TASK DETAILS: Print out the data that follows exactly, character for character, apart from the pictures.

INFORMATION GIVEN:
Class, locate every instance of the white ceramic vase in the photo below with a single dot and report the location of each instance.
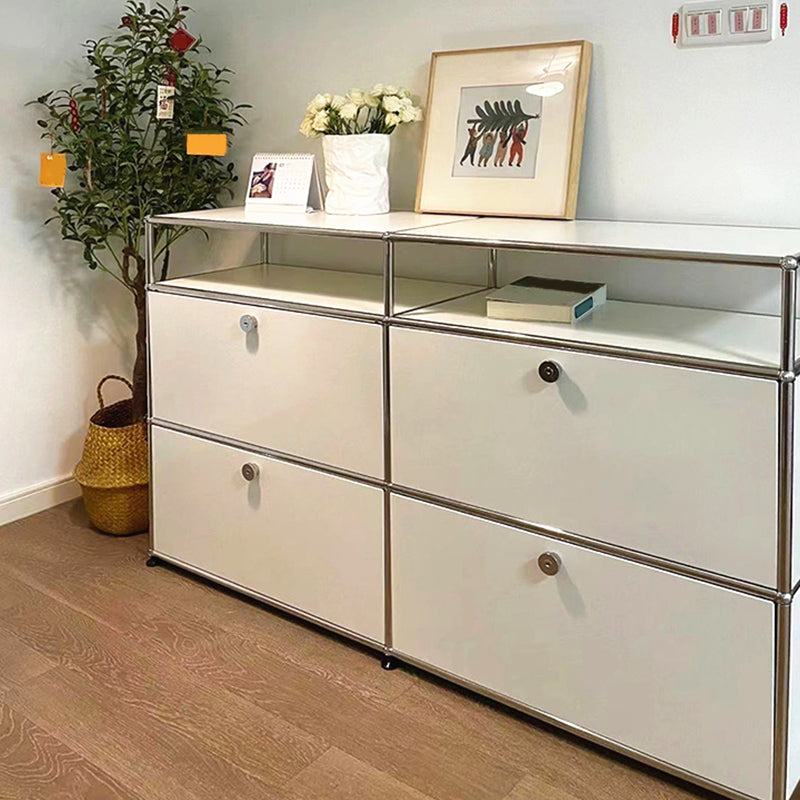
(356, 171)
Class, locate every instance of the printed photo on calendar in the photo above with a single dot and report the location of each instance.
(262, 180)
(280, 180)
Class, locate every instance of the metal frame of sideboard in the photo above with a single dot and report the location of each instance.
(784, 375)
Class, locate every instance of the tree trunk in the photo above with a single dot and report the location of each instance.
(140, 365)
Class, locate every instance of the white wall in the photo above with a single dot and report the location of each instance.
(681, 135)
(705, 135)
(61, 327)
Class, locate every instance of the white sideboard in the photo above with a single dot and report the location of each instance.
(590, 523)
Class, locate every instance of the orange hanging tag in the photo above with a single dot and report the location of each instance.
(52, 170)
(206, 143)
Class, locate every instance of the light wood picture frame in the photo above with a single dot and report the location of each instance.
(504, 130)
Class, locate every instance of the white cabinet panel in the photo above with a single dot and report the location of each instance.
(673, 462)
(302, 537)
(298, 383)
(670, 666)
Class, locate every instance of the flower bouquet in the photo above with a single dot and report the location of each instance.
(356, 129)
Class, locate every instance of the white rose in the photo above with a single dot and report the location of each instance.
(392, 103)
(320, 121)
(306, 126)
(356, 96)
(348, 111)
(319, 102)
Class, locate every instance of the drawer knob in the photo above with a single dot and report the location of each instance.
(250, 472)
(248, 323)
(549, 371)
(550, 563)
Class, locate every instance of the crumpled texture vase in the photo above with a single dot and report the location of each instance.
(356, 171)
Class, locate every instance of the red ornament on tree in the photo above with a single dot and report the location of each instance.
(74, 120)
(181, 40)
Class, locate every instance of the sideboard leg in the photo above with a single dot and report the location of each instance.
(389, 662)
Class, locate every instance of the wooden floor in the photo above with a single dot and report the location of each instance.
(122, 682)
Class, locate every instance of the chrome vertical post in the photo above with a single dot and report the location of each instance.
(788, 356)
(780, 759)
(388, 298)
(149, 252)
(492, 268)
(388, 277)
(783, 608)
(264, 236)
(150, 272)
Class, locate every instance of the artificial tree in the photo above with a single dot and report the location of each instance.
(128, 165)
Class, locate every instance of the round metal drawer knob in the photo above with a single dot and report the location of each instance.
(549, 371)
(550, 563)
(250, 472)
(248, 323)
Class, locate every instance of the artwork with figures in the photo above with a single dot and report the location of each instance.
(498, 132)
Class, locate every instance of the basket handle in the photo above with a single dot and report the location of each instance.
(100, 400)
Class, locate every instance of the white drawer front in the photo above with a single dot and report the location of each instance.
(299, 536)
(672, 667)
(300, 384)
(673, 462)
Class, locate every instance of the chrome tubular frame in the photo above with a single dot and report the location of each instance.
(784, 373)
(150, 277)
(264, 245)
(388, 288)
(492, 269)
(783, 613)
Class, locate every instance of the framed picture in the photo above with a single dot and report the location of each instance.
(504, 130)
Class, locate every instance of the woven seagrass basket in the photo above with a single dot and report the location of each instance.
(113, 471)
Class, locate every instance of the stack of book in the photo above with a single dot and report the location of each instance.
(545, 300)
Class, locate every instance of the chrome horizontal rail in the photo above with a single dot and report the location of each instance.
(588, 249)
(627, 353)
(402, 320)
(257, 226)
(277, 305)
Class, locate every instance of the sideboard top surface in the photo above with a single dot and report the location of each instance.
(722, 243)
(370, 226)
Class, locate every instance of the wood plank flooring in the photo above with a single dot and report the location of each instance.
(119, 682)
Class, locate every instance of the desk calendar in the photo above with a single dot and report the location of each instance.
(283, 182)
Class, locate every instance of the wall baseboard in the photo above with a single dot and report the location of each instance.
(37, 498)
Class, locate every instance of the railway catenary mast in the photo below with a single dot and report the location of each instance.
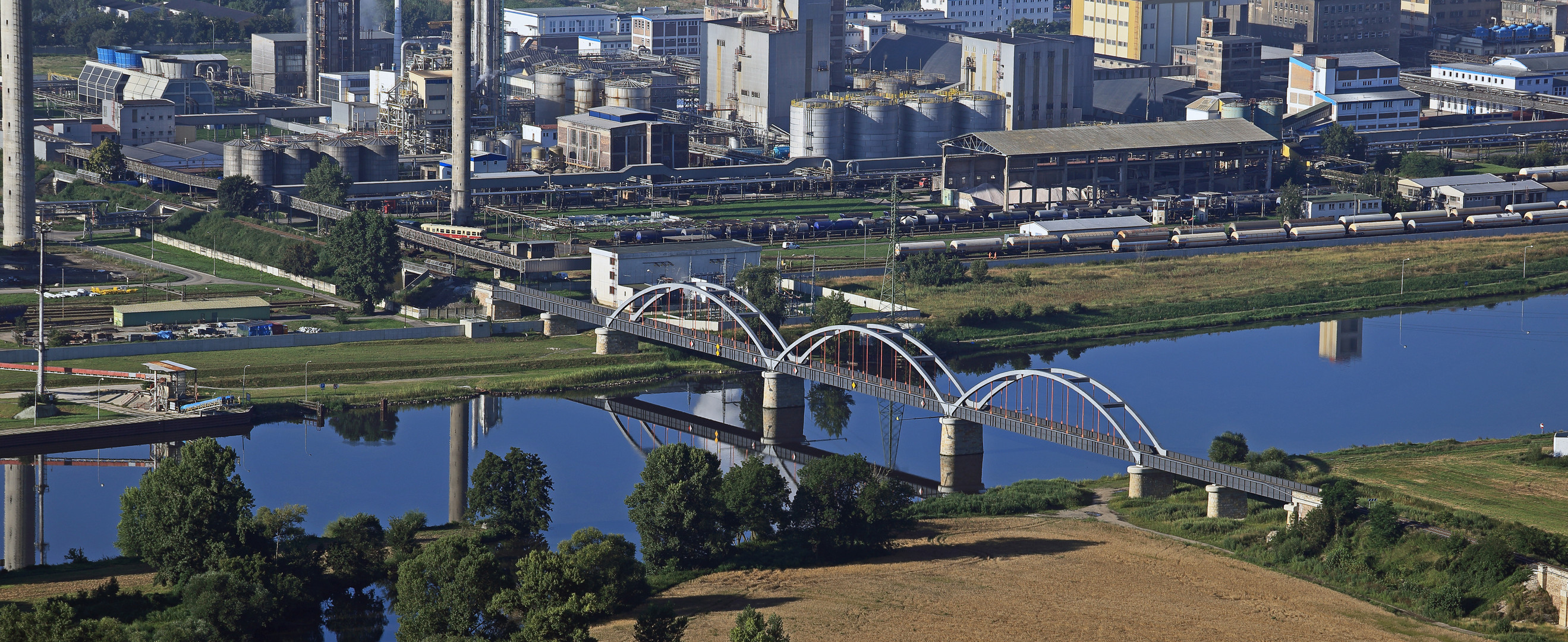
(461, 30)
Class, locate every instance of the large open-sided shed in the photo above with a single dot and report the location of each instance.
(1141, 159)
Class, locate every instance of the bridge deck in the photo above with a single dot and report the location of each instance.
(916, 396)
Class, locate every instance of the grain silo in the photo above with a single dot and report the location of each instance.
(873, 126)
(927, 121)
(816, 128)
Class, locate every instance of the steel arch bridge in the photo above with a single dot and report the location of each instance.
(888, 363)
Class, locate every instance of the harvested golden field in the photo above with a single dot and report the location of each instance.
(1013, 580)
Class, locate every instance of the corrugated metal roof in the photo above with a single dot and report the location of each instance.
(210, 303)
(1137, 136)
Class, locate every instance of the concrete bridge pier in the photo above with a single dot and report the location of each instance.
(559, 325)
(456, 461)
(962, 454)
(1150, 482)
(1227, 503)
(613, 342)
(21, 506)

YOUR RESPONSE:
Class, locate every instance of the white ceramic vase in the photo below with a single dot and report the location of each instance.
(356, 171)
Class, locate every instance of the printed photo on calendar in the photo above with a single dot and report the location of each instance.
(262, 180)
(280, 180)
Class, locate every instance of the metal frame of sideboard in the photo above with a single dot and report the location of each instance.
(784, 375)
Class, locate every instance of the tree trunk in the photo above with a single dot and report the location of each instance.
(140, 365)
Class, locate every instance of the white wall in the photo above with a single dot and report the location of each instance.
(681, 135)
(705, 135)
(61, 327)
Class, locate every instance of the white sideboard in the photo above with a single dot and report the location of each instance.
(590, 523)
Class, locate every instance of the orange hanging tag in the photo above with a single dot and report the location of each instance.
(52, 170)
(206, 143)
Class, locate every instance of the light wood picture frame in the photo above with a single dot and report the location of each instance.
(504, 130)
Class, locate every instance of the white cabinet panel in the photo above with a single dot and report the location of each instance.
(673, 462)
(302, 537)
(298, 383)
(670, 666)
Class, locate every instance of the flower bouquet in the photo above with a single dot and report the location of each instance.
(356, 129)
Class, locate every instance of the white rose in the photo above with a single dot and report the location of each instance.
(392, 103)
(320, 121)
(306, 126)
(356, 96)
(348, 111)
(319, 102)
Class, locate every instance of the drawer knob in the photo above with a single dot and report the location of each instance.
(250, 472)
(248, 323)
(549, 371)
(550, 563)
Class, locate every instance of the crumpled texture vase in the photo above with a single dot and report the location of each instance.
(356, 171)
Class, locate every instance of the red ornament on tree in the photo above with a single dot and report the location of each instance.
(74, 120)
(181, 40)
Class, locate every instance of the sideboard leg in the photo above with a single dot and report the location of each instance.
(389, 662)
Class, locate every instance of the wooden floor in the photo above with a single dot and report the location of each instance.
(122, 682)
Class, locate every instance of the chrome vertical post in the photo above with a single dot and report the location of each instance.
(788, 356)
(780, 759)
(388, 298)
(149, 252)
(492, 268)
(388, 277)
(783, 608)
(264, 236)
(150, 272)
Class, locate every instance of the artificial tree in the photo above with a single dot and report the location of each instance.
(128, 165)
Class, locate every instance of the round metal drawer knob in the photo above with a single dot and report the location of each instance.
(549, 371)
(550, 563)
(250, 472)
(248, 323)
Class, locate every instance of the artwork with figures in the photo above with a single dot and report the location of each instance.
(498, 132)
Class, locate every instance of the basket handle in the photo above with a single dot and report the location of each instance.
(100, 400)
Class, locate every instance of the white drawer front in the photo above with a single dot and report the location of each instance.
(299, 536)
(672, 667)
(300, 384)
(673, 462)
Class, locate every instance of the chrome tubular frame in the photo above with a single dot and report the location of each instance.
(784, 373)
(150, 277)
(264, 245)
(388, 288)
(492, 269)
(783, 613)
Class, locate every instance of the framed picture in the photo above with a single dot and report the location of each instance.
(504, 130)
Class, locate every instance of the woven seagrass basket in the photo above with a single dot and report the location of each instance.
(113, 471)
Class, locate every instance of the stack of book in the photo above with a single dot and report the location of each instance.
(545, 300)
Class, locate every instance of the chrome horizontal rail in the photo above with a single dot and report the location of each instance.
(588, 249)
(627, 353)
(402, 320)
(257, 226)
(277, 305)
Class, locate every instance of the sideboard top surface in the photo above with a single dot and report the location of each instance.
(722, 243)
(370, 226)
Class, locate every instance of the wood plank flooring in the photo above with a single dot and report the location of each instance.
(119, 682)
Class, locate every instance of the desk calendar in the photo above with a single dot and report the location of each instance.
(283, 182)
Class, locate every instance of the wall baseboard in the photo above with a single dot and report the location of each instance.
(37, 498)
Class, locate every instance of the railway catenary mast in the photo below with a single dot and report the location of each instance.
(461, 30)
Class, locate every instance of the large open-sided shed in the photo above with a single dot and report the location of each instance.
(1141, 159)
Class, locate every instance of the bridge deck in the photo above with a single dot and report the location of each instance.
(916, 396)
Class, locate every instance of the grain silo in the photo above with a single dot and report the location of each instance.
(873, 126)
(927, 121)
(816, 128)
Class, locate every instance of the steel arch bridge in the photo above with a single dot and report the location of each instance.
(888, 363)
Class, locate every instance of the harvested golden field in the photo above with a single dot and report the location of each instance.
(1013, 580)
Class, locate every instance of the corrugated metal roof in the photo above with a single dot and report the location of each instance.
(210, 303)
(1137, 136)
Class, locate every instance of the concrete bridge pier in the photo above with a single dot and report the location of each instance.
(559, 325)
(456, 461)
(962, 454)
(1150, 482)
(1227, 503)
(613, 342)
(21, 506)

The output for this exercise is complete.